▶ _Provided data_:

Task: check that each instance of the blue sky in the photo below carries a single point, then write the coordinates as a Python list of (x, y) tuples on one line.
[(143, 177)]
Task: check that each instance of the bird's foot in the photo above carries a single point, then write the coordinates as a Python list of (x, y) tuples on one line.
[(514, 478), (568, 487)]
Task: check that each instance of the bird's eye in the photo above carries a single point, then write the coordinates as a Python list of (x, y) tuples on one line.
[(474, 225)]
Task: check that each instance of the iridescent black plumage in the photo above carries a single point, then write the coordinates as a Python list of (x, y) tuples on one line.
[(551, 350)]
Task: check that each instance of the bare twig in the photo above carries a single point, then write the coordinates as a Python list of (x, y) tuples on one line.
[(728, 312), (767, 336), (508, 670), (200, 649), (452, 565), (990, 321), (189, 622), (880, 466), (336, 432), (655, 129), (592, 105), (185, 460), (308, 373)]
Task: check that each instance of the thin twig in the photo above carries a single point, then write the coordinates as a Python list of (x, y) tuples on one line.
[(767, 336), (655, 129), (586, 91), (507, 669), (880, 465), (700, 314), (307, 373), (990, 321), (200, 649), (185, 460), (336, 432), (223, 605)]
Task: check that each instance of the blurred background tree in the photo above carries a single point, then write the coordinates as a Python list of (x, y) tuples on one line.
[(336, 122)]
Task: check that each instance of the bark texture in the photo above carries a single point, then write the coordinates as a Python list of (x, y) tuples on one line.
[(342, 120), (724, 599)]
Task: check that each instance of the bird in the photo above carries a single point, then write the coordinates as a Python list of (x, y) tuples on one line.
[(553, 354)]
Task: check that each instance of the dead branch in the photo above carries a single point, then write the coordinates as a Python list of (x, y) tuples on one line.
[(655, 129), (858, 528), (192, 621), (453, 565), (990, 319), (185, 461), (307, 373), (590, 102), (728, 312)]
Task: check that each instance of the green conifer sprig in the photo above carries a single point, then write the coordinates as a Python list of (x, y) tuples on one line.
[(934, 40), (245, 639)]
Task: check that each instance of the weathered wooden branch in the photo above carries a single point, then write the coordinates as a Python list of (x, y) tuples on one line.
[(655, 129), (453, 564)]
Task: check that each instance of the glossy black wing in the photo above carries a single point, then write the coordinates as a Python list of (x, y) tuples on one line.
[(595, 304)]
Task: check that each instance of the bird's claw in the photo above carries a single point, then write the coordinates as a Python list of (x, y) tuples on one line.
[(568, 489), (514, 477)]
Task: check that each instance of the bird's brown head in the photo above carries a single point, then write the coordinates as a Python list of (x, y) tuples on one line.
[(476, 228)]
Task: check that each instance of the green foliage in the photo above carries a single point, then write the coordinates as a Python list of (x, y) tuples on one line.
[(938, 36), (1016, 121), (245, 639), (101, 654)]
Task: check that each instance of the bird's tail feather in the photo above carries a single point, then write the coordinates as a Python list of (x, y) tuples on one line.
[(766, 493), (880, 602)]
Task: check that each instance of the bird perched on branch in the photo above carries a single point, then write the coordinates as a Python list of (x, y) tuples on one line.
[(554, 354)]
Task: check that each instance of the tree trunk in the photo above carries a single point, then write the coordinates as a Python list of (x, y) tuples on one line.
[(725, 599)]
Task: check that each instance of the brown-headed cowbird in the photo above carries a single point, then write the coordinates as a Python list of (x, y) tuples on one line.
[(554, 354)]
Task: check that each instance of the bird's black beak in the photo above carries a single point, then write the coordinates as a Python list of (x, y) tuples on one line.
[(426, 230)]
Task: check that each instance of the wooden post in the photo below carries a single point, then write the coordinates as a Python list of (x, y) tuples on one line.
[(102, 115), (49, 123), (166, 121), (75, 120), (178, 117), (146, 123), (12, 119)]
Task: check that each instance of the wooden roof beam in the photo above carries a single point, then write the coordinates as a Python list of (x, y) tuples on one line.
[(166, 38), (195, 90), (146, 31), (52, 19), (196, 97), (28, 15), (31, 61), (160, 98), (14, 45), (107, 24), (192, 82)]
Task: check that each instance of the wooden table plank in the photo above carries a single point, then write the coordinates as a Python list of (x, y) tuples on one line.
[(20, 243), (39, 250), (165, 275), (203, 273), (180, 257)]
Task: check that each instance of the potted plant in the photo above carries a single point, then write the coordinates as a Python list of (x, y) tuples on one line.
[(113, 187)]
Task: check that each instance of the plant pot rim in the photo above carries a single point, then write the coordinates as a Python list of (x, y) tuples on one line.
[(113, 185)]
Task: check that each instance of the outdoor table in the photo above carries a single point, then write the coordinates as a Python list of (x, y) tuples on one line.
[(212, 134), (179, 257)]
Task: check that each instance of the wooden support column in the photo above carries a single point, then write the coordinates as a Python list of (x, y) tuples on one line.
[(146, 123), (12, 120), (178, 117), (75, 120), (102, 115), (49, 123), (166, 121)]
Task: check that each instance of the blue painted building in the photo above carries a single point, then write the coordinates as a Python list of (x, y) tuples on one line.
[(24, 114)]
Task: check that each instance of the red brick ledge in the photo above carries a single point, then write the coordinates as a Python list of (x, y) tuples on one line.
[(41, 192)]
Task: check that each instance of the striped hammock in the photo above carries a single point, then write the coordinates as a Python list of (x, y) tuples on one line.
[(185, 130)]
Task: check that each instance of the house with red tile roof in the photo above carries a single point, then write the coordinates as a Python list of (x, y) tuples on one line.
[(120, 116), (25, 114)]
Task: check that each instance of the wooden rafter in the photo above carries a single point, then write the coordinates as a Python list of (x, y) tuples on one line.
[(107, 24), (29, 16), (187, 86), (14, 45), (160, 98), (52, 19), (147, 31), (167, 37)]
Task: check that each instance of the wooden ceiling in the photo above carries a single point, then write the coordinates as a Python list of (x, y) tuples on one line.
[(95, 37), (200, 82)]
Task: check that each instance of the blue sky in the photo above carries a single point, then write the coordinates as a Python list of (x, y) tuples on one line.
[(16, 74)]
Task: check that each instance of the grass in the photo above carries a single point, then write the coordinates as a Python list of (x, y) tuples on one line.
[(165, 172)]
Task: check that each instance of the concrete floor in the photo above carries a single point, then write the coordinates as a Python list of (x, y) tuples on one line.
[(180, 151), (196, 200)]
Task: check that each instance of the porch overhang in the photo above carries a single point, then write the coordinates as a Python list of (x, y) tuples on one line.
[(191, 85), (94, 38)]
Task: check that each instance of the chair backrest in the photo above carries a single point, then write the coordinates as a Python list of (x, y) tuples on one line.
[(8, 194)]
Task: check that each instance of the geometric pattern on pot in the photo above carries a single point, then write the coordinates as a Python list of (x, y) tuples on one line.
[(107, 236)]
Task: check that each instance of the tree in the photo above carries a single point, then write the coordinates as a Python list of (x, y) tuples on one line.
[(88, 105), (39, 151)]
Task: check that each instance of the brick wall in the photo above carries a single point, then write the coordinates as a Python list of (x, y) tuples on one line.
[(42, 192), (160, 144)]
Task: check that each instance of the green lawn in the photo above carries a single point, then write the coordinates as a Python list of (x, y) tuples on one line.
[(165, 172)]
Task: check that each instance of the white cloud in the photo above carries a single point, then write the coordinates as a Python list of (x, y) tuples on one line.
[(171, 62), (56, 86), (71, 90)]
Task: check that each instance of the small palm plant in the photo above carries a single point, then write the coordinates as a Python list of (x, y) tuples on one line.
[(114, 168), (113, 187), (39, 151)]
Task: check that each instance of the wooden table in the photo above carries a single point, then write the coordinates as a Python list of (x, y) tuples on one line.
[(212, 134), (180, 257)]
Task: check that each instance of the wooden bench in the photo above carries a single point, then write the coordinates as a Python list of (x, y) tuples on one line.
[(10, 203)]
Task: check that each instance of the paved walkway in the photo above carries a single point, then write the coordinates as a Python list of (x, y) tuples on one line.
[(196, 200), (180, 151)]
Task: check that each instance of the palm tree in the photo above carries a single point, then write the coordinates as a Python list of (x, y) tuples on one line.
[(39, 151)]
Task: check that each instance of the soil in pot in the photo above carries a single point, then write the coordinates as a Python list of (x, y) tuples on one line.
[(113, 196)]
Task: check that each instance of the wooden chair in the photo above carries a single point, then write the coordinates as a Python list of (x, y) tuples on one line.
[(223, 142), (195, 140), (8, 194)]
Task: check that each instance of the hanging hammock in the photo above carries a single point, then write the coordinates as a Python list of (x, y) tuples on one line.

▶ _Short exercise_: Recast the lines of the listing above, starting at the line containing "Task: check that each instance of the geometric" and ending at the line containing "[(171, 62), (56, 86), (71, 90)]", as a Markdown table with the columns Row and Text. Number each line and leave out any blank lines.

▶ _Answer to the task_:
| Row | Text |
|---|---|
| 1 | Task: check that each instance of the geometric pattern on pot in the photo above carries a single point, then write the coordinates as a Python list of (x, y) tuples on one line. |
| 2 | [(107, 236)] |
| 3 | Task: check that each instance of the tree in the photo above carries a single point, then write the coordinates as a Python list of (x, y) tuples on one line. |
| 4 | [(88, 105), (39, 151)] |
| 5 | Task: check that each instance of the brick wall in the photo above carries a single point, then write the coordinates as a Python list of (x, y) tuples on one line. |
| 6 | [(42, 192), (160, 144)] |
| 7 | Task: check that each instance of the green lawn in the photo above carries a single point, then write the coordinates as a Python list of (x, y) tuples on one line. |
| 8 | [(165, 172)] |
| 9 | Task: check that each instance of the white cloud in the photo above carries a single point, then write the coordinates as a Python list of (x, y) tuples on one line. |
| 10 | [(171, 62), (56, 86), (71, 90)] |